Entries from an annotation dataset
● ● ● ● ● ● ●

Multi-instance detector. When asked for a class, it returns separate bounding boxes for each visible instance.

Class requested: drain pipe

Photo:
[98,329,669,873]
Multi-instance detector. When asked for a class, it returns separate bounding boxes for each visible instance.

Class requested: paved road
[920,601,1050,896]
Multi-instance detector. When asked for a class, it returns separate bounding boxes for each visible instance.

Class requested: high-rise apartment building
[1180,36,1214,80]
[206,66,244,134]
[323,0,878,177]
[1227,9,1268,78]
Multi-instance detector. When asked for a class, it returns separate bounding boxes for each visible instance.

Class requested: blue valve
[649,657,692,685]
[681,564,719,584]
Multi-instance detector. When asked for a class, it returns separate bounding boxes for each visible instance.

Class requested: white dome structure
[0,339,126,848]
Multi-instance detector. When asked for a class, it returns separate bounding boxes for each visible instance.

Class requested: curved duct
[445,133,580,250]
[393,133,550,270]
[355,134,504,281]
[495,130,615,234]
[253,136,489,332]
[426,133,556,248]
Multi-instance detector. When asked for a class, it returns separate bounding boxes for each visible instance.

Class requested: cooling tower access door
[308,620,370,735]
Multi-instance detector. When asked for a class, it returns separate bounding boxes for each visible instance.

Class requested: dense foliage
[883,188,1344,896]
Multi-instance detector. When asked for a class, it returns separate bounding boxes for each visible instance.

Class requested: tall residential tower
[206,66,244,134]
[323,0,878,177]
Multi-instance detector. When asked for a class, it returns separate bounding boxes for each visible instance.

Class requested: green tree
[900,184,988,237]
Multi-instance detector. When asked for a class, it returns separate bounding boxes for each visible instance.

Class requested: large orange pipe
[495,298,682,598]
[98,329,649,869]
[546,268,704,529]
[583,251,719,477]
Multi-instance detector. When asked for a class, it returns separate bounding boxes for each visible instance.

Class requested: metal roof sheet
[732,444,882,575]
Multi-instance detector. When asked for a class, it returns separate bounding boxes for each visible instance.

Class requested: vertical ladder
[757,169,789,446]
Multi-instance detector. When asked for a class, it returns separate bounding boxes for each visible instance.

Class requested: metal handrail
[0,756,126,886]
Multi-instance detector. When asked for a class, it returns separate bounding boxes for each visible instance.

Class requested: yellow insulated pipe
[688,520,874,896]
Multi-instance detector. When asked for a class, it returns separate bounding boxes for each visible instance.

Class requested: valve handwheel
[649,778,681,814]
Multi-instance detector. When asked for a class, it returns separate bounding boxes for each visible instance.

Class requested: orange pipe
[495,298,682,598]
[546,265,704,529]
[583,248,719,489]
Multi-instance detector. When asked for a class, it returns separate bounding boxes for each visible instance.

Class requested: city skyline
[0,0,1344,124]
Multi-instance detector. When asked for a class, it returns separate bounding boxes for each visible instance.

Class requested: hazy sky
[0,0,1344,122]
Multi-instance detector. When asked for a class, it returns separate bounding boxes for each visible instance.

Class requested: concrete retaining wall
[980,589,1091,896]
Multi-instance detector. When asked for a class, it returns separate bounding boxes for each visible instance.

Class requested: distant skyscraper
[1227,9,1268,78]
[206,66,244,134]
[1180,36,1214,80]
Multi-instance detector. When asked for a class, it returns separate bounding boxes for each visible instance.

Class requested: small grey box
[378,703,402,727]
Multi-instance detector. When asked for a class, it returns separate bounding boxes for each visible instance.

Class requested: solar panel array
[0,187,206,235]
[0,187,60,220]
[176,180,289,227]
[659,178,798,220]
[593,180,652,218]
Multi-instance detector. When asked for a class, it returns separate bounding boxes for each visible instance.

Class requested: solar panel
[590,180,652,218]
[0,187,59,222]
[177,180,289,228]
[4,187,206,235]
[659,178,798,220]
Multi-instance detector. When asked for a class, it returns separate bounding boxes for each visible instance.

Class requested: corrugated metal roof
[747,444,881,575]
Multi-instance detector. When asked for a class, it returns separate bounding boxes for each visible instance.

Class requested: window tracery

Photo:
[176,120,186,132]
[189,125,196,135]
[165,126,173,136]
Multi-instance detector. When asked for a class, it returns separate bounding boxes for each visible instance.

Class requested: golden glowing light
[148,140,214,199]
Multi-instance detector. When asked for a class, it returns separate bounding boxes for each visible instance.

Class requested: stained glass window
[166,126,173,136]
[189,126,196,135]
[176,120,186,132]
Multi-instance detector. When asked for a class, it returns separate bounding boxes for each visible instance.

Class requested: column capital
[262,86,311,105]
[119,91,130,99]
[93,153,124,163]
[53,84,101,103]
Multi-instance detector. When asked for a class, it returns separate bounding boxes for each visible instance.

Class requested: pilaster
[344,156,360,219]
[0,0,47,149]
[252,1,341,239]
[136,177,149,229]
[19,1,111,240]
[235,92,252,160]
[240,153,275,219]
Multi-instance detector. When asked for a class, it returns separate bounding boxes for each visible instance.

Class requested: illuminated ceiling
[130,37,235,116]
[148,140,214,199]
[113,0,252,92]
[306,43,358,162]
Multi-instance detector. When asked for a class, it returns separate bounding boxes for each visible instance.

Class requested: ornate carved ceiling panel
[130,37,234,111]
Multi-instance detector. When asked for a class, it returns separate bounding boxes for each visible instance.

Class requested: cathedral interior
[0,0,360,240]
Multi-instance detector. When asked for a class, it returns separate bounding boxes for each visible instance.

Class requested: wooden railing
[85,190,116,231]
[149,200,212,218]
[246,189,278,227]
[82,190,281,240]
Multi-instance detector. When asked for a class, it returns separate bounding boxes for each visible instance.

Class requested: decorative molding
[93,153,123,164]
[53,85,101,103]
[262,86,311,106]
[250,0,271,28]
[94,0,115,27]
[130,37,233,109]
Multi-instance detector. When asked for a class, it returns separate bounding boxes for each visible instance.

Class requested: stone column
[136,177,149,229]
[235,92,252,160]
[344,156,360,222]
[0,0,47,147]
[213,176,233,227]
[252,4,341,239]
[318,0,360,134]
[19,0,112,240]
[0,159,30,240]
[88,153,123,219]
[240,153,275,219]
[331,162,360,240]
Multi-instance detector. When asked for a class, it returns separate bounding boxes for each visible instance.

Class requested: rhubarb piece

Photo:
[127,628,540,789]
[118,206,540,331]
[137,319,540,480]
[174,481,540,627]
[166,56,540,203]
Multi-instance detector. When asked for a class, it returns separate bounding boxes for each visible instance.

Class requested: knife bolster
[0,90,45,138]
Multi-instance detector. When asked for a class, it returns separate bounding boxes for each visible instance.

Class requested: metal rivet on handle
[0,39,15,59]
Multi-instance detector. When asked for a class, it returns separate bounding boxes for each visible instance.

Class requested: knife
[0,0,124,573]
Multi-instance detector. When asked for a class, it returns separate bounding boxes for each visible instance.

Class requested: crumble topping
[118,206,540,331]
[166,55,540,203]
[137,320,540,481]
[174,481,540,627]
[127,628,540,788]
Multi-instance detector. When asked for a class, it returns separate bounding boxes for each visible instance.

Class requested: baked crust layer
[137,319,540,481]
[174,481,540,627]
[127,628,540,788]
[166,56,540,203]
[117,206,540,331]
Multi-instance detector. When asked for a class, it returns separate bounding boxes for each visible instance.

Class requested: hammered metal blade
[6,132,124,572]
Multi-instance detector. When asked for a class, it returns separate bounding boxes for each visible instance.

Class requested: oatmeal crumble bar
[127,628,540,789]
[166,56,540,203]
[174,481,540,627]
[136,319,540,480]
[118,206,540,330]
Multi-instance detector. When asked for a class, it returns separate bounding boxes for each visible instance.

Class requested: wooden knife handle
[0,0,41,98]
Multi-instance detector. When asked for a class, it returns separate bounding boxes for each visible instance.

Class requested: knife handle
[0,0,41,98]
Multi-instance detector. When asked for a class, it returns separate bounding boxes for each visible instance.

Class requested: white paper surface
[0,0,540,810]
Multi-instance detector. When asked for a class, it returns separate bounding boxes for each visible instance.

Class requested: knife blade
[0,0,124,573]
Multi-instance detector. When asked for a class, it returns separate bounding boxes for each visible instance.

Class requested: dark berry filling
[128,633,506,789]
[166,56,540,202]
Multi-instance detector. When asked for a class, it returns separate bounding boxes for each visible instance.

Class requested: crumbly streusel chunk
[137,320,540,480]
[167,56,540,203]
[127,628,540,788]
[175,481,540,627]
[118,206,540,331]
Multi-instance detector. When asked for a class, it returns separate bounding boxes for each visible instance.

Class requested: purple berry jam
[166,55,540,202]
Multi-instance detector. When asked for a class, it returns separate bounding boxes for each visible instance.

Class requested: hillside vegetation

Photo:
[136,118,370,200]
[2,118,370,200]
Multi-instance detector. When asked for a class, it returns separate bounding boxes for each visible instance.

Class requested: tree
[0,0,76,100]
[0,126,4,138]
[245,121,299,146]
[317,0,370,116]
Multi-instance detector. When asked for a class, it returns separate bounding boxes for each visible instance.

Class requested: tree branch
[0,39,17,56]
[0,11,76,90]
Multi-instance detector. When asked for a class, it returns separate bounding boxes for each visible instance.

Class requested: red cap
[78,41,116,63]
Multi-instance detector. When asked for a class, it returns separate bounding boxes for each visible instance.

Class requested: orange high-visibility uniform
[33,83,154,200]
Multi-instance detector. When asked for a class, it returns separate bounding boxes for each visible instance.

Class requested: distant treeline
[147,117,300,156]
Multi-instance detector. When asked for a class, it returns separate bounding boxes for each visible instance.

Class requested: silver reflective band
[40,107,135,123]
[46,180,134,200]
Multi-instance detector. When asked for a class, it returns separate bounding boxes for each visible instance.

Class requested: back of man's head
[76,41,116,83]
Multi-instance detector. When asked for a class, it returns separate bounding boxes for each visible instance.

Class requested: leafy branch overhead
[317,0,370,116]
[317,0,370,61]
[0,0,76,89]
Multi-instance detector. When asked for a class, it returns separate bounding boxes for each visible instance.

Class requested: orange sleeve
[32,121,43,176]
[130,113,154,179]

● ● ● ● ● ● ●

Your instructions: Format everything from the start of the data down to the line containing "[732,444,882,575]", that line included, as a Markdown table with the columns Row and Line. Number each line and leave out blank ones.

Response:
| Row | Line |
|---|---|
| 1 | Multi-instance detector. When asked for a class, it returns separate bounding boxes for each visible instance. |
| 2 | Class requested: drain pipe |
| 3 | Photo: |
| 4 | [98,329,669,873] |
| 5 | Multi-instance detector. When asked for a class, it returns separate bounding boxes for each visible instance. |
| 6 | Class requested: paved road |
| 7 | [920,601,1050,896] |
| 8 | Multi-instance detector. When asked for a class, it returns separate bounding boxes for each visible instance. |
| 9 | Class requested: high-rise apartment building |
| 10 | [1180,36,1214,80] |
| 11 | [206,66,244,134] |
| 12 | [323,0,878,177] |
| 13 | [1227,9,1268,78] |
| 14 | Multi-instance detector. When asked for a class, it returns separate bounding boxes for each visible instance. |
| 15 | Class requested: blue valve |
| 16 | [649,657,692,685] |
| 17 | [681,564,719,584] |
| 18 | Multi-instance detector. When asked for a class, it returns separate bounding boxes for each visible instance. |
| 19 | Class requested: white dome structure |
| 20 | [0,339,126,848] |
| 21 | Multi-instance detector. When asked for a class, it returns separate bounding boxes for each visible instance. |
| 22 | Class requested: curved duct |
| 23 | [445,133,580,250] |
| 24 | [393,133,550,270] |
| 25 | [355,134,504,281] |
| 26 | [495,130,615,234] |
| 27 | [253,136,489,332] |
| 28 | [426,133,556,248] |
| 29 | Multi-instance detector. When asked for a class, it returns separate bounding boxes for each visible instance. |
| 30 | Class requested: cooling tower access door |
| 31 | [308,620,370,735] |
| 32 | Multi-instance detector. When asked for a class, it returns separate bounding boxes for each visible instance. |
| 33 | Class requested: dense foliage |
| 34 | [883,188,1344,896] |
| 35 | Multi-instance detector. When asked for a class, it returns separate bounding boxes for each visible instance. |
| 36 | Class requested: tall residential tower |
| 37 | [206,66,244,134] |
| 38 | [323,0,878,177] |
| 39 | Multi-instance detector. When asked for a class, it returns separate bounding boxes for each visible instance. |
| 40 | Class requested: green tree |
| 41 | [900,184,988,237] |
| 42 | Multi-instance detector. When asked for a class, it returns separate bounding boxes for each visible instance. |
| 43 | Class requested: large orange pipe |
| 44 | [495,298,682,598] |
| 45 | [98,329,649,869] |
| 46 | [546,268,704,529] |
| 47 | [583,251,719,477] |
| 48 | Multi-instance detector. When asked for a class, it returns separate bounding boxes for each visible instance. |
| 49 | Class requested: metal roof sheet |
| 50 | [732,444,882,575] |